** Task requirements **
Pick out every line of the material below that contains the string "sauce", and copy each one. Case counts.

** Data supplied **

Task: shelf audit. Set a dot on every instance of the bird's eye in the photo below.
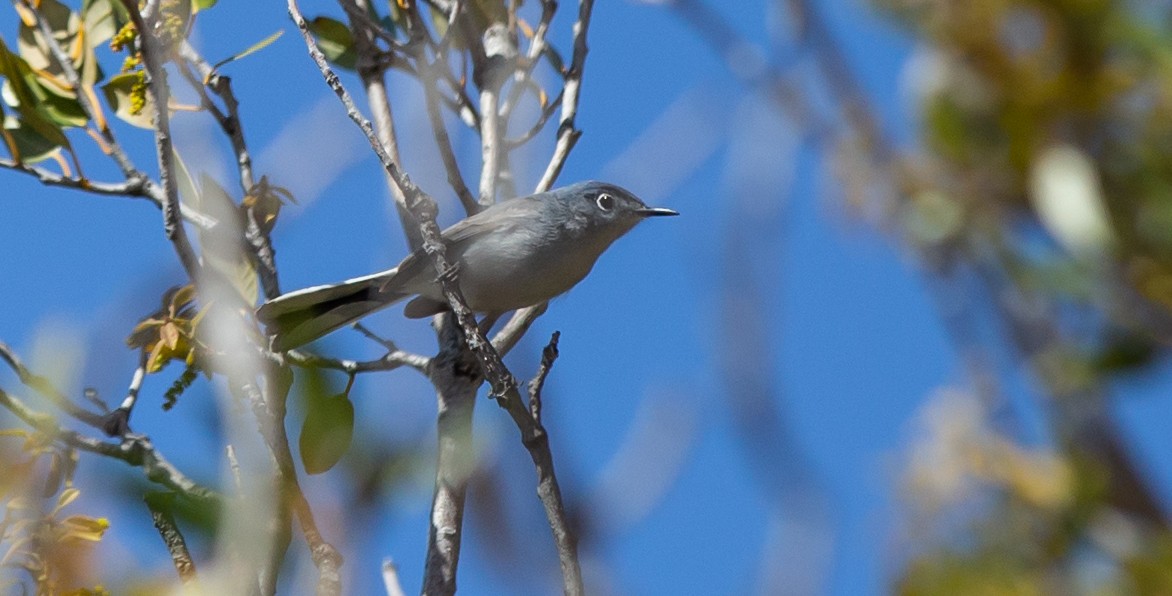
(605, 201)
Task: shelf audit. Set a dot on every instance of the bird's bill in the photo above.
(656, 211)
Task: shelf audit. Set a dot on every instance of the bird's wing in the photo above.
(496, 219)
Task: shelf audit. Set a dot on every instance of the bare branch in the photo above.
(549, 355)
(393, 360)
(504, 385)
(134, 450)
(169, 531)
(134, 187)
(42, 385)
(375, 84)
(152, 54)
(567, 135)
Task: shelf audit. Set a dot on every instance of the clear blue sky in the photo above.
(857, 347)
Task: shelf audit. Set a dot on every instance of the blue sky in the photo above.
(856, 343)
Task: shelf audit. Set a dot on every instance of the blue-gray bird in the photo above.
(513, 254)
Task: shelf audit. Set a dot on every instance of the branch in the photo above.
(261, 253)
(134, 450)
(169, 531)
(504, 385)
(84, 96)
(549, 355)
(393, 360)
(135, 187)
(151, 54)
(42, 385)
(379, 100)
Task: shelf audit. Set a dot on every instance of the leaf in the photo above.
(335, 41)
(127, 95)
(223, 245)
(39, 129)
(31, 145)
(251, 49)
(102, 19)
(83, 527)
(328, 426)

==

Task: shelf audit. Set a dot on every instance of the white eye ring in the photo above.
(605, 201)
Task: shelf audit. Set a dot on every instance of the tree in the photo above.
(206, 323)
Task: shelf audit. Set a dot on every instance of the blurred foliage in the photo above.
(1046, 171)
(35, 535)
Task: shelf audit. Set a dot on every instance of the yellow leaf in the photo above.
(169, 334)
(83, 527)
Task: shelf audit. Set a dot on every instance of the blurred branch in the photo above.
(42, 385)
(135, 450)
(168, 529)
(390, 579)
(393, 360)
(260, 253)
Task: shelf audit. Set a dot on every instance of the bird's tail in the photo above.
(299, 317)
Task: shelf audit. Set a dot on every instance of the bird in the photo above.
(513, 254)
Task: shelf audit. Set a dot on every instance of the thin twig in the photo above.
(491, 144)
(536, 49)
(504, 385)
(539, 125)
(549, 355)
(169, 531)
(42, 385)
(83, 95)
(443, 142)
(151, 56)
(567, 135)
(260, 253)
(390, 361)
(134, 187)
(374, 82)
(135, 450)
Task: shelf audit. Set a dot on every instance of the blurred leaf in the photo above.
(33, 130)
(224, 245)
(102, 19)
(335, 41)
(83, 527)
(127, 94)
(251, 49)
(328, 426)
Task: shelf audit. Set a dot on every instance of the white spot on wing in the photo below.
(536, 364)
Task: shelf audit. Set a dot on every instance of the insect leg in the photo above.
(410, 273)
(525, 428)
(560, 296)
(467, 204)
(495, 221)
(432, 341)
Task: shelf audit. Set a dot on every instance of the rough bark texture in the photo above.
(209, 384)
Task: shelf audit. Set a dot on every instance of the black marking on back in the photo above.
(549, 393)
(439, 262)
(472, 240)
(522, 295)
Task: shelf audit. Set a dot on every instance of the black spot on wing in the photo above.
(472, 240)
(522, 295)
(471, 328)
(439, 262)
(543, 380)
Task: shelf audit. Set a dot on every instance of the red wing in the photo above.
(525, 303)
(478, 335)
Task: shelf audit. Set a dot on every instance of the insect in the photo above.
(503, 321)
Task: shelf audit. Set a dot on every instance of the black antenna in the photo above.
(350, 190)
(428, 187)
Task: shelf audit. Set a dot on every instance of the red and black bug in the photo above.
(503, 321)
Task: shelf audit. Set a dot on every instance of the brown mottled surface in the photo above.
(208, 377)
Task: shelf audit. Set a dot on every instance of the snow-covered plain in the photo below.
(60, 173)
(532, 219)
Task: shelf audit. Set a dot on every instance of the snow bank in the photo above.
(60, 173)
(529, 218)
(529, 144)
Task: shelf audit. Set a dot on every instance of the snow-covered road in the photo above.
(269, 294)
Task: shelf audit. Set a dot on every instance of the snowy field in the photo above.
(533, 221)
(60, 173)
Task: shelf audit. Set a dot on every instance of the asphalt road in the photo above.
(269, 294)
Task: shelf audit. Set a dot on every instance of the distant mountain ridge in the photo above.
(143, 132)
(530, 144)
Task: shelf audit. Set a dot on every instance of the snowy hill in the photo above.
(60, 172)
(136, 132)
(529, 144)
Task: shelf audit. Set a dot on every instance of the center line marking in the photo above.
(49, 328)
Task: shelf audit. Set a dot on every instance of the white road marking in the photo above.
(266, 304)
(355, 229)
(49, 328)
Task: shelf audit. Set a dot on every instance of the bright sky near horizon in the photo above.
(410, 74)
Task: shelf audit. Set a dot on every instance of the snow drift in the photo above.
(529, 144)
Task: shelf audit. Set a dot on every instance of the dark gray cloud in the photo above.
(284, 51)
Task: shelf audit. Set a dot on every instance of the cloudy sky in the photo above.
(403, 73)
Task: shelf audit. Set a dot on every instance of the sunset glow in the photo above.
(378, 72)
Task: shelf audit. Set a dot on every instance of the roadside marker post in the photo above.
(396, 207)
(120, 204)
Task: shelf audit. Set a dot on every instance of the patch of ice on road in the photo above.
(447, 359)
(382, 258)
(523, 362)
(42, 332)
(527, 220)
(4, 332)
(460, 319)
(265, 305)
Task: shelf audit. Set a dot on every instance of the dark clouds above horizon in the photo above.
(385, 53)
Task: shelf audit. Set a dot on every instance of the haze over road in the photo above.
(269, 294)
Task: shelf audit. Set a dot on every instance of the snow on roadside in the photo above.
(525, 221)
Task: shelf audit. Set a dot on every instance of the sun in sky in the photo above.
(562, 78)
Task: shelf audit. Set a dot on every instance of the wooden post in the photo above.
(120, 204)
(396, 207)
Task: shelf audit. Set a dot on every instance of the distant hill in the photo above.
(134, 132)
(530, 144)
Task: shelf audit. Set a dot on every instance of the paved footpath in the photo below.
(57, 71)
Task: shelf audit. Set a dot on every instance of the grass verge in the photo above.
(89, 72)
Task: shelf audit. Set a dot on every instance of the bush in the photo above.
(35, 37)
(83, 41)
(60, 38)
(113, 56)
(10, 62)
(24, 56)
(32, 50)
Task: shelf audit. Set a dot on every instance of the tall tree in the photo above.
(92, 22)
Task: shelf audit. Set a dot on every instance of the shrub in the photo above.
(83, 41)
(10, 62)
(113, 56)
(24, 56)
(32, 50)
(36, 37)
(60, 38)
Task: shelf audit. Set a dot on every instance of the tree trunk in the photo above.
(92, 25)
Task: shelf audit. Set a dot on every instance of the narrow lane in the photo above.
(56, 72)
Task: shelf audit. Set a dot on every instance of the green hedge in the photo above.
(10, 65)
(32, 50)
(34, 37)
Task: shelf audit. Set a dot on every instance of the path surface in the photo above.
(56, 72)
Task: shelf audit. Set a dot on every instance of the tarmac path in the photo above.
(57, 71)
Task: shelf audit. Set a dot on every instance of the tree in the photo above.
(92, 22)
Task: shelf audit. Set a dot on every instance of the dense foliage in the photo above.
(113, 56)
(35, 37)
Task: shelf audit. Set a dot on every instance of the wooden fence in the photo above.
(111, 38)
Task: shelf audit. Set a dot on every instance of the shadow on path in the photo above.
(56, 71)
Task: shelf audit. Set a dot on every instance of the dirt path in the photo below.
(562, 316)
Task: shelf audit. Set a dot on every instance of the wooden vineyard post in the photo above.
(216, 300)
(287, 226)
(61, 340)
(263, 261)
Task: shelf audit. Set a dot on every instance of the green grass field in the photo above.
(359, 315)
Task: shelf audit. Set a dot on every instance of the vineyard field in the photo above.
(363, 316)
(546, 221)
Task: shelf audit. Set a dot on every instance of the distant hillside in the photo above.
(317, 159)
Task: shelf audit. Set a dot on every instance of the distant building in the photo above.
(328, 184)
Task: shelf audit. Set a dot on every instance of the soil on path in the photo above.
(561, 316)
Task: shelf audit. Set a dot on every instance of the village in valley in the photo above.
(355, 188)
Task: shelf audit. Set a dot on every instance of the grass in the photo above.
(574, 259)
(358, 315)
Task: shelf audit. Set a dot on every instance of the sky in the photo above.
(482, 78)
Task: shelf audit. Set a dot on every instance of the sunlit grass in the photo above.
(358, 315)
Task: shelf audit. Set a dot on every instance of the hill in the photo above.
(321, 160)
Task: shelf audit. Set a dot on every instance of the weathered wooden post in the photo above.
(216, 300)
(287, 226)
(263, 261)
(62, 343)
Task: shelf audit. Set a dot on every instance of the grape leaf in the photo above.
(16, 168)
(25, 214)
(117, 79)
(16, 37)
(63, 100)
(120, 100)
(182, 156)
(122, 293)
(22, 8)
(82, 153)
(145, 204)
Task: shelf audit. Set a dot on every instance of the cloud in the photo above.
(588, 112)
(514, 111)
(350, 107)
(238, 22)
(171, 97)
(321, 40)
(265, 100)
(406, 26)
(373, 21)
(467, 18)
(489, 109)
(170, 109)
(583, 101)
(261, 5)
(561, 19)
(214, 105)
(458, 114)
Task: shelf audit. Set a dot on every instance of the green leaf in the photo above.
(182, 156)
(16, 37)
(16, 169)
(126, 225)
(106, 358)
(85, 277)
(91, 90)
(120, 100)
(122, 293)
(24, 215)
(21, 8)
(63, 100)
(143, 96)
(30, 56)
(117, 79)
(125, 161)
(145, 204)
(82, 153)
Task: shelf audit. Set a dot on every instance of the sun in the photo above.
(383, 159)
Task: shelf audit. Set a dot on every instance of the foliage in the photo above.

...

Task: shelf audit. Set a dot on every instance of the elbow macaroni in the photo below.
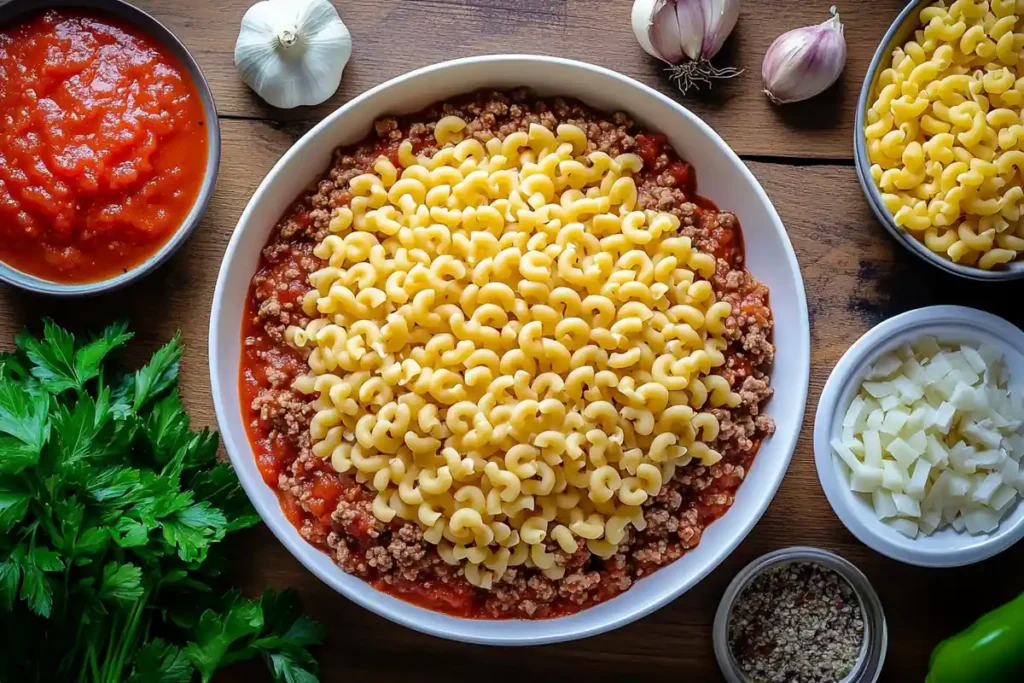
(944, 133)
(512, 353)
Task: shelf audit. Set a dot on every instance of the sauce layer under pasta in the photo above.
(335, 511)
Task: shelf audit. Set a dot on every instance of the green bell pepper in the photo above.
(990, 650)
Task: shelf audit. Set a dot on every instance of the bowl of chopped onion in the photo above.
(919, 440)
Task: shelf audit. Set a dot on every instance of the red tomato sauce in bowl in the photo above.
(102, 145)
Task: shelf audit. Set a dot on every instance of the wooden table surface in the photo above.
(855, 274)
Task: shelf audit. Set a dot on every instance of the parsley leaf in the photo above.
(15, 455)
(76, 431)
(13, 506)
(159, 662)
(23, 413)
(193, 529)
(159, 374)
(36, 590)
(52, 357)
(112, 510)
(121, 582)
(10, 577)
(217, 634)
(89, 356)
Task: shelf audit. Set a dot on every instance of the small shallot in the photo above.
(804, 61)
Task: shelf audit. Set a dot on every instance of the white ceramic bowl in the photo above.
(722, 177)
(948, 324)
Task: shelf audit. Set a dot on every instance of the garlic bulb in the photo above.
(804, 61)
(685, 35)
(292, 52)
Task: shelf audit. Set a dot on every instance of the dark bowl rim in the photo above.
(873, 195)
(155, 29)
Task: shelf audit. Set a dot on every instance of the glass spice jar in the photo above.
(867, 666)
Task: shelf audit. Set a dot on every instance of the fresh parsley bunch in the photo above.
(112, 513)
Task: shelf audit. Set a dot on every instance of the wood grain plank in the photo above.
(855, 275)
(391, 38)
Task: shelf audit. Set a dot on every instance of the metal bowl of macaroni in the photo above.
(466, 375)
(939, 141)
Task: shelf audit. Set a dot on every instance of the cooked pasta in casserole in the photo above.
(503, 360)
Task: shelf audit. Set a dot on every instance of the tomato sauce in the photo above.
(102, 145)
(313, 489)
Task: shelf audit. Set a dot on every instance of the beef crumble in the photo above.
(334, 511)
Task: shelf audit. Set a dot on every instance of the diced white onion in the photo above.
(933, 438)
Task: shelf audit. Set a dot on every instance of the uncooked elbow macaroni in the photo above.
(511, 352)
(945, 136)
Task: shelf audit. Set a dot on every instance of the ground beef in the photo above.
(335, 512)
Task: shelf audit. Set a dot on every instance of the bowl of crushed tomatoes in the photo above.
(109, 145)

** Solution for this task **
Task: shelf audit. Set a dot on every instance of the sauce layer under pasta in the photo above.
Task: shelf audit. Set a dot on every instance of the red tomato sauce in bowl in the photo above.
Task: shelf audit. Set a dot on every instance of the tomato sauce in the photo above.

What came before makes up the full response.